(DOCUMENT PASSAGE):
§

# GM Cacoy - In the Hospital



## Rich Parsons (Dec 26, 2006)

From the Escrima Digest


> From: Ray <rterry@idiom.com> To: eskrima@martialartsresource.net (Eskrima) Date: Sun, 24 Dec 2006 07:44:11 -0800 (PST) Subject: [Eskrima] GM Cacoy Reply-To: eskrima@martialartsresource.net Forwarding ....
> 
> --------------- This is to inform you that our GM Cacoy was hospitalized for a bleeding intestinal or gastric ulcer, according to Cacoy's son Dennis Canete. GM Cacoy is out of the Intensive Care Unit and will be resting for the next two days in the hospital. The family request that you not attempt to contact Cacoy by telephone. He will need rest and recuperation. However, our combined power of prayers for Cacoy's speedy recovery and good health will always be helpful. Get Well Cards sent to Cacoy will keep his spirits warm with love from his students. Please share GM Cacoy's Blessings with his certified high ranking instructors.
> 
> Aloha, RSBustillo www.IMBACADEMY.com



I do hope his recovery is fast and complete. 

:asian:


----------



## Brian R. VanCise (Dec 26, 2006)

Rich Parsons said:


> From the Escrima Digest
> 
> 
> I do hope his recovery is fast and complete.
> ...


 
I do as well!:asian:


----------



## Carol (Dec 26, 2006)

Ditto :asian:


----------



## terryl965 (Dec 26, 2006)

I will put him in our prayers


----------



## arnisador (Dec 26, 2006)

Yes, best wishes to him!


----------

§

[Data records]
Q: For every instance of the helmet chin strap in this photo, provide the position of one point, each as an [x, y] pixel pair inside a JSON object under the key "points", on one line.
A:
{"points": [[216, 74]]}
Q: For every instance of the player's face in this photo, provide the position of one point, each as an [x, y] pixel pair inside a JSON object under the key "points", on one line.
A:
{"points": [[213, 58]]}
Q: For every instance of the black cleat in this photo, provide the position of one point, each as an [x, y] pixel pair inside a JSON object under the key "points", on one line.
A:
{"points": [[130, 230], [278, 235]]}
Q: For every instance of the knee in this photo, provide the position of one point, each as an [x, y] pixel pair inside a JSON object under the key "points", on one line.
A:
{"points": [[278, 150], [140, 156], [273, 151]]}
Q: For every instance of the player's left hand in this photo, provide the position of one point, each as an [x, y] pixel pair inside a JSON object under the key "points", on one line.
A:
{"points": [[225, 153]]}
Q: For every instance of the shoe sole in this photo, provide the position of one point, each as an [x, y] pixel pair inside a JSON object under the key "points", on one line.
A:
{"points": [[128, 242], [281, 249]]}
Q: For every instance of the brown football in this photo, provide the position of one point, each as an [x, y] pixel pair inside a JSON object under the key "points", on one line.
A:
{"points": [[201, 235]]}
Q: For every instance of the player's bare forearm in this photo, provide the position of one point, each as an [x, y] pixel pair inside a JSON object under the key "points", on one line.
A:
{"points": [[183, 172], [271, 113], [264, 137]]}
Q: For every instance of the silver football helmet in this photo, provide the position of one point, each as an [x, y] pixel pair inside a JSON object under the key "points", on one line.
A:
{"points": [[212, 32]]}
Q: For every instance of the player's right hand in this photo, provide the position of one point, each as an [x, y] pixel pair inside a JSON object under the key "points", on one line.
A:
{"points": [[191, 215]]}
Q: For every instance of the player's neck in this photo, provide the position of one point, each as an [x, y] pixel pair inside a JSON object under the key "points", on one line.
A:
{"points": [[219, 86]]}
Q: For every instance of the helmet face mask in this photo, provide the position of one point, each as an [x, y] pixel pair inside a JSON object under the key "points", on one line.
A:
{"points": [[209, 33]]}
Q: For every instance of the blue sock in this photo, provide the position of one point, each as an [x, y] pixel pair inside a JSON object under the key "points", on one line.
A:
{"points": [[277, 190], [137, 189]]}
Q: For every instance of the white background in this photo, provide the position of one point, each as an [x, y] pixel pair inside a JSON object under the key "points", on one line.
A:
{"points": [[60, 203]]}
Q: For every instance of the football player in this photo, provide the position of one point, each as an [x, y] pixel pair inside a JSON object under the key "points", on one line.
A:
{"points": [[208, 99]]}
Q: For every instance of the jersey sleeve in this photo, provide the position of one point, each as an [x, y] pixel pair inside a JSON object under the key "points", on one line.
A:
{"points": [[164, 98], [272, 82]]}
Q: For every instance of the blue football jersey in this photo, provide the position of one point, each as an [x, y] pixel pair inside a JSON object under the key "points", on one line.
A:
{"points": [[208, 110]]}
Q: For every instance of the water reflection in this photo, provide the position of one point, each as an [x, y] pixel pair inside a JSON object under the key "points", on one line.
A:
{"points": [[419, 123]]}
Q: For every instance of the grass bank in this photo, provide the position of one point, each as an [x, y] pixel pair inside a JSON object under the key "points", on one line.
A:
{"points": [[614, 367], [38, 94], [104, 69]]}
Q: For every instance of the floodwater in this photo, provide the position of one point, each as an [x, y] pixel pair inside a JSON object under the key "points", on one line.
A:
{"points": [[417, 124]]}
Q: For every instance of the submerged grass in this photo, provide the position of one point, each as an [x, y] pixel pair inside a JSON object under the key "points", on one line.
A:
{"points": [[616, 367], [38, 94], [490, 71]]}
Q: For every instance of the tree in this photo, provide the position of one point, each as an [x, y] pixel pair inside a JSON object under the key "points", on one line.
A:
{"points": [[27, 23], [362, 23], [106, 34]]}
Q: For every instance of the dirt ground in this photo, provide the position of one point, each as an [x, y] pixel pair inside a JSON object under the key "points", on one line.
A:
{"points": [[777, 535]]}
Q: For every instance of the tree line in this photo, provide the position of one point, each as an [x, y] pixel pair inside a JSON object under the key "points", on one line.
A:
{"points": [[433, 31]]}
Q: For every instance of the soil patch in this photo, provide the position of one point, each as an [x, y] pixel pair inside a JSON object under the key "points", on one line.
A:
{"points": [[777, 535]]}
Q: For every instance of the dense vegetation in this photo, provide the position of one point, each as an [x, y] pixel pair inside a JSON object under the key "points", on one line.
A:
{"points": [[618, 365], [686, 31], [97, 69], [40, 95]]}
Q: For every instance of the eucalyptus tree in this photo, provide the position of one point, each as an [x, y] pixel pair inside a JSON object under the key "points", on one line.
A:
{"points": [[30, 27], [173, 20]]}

§

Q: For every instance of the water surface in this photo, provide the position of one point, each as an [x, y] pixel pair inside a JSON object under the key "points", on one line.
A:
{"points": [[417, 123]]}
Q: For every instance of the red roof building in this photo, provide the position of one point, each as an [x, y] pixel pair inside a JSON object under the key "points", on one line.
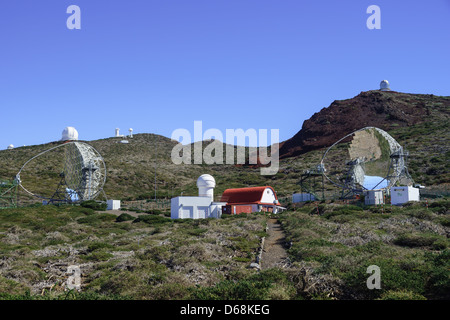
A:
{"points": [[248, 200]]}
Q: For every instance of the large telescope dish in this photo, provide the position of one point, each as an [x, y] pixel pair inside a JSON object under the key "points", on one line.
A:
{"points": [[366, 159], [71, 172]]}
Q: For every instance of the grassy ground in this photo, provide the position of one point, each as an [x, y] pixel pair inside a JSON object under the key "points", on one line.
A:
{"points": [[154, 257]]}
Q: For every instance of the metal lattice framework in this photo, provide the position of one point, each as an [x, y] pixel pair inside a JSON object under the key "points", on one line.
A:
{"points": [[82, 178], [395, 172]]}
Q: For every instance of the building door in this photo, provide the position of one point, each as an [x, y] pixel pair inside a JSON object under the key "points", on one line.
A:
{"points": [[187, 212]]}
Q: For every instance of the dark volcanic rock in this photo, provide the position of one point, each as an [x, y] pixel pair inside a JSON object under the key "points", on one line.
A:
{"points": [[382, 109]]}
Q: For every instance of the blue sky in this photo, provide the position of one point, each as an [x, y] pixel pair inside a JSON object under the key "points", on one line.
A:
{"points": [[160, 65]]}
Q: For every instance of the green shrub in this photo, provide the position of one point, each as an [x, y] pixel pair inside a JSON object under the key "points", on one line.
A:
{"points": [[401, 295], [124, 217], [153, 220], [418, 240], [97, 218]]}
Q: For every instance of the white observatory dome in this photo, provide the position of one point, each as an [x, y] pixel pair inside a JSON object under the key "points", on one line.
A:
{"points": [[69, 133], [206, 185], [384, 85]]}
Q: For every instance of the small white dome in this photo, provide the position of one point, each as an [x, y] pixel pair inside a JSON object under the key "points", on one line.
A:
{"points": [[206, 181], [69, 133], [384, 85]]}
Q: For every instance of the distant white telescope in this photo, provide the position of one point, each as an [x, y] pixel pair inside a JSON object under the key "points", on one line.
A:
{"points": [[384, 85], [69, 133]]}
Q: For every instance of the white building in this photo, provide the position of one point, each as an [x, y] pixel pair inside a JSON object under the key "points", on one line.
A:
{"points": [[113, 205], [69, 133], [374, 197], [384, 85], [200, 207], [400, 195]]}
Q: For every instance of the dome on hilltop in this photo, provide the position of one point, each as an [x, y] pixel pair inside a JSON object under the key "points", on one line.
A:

§

(ASSIGNMENT A): In the forum thread about GM Cacoy, can you switch "Escrima Digest" to "Eskrima mailing list" and write out the passage starting with "## Rich Parsons" and going on through "eskrima@martialartsresource.net Forwarding ...."?
(ASSIGNMENT B):
Answer these questions from the forum thread about GM Cacoy:
(i) What was GM Cacoy hospitalized for?
(ii) For how long will he be resting in the hospital after leaving the Intensive Care Unit?
(iii) Which poster says they will put him in their prayers?
(ASSIGNMENT C): In the forum thread about GM Cacoy, why does the family ask people not to contact Cacoy by telephone?

(WRITTEN RESPONSE A):
## Rich Parsons (Dec 26, 2006)

From the Eskrima mailing list


> From: Ray <rterry@idiom.com> To: eskrima@martialartsresource.net (Eskrima) Date: Sun, 24 Dec 2006 07:44:11 -0800 (PST) Subject: [Eskrima] GM Cacoy Reply-To: eskrima@martialartsresource.net Forwarding ....

(WRITTEN RESPONSE B):
(i) A bleeding intestinal or gastric ulcer.
(ii) The next two days.
(iii) terryl965.

(WRITTEN RESPONSE C): He will need rest and recuperation.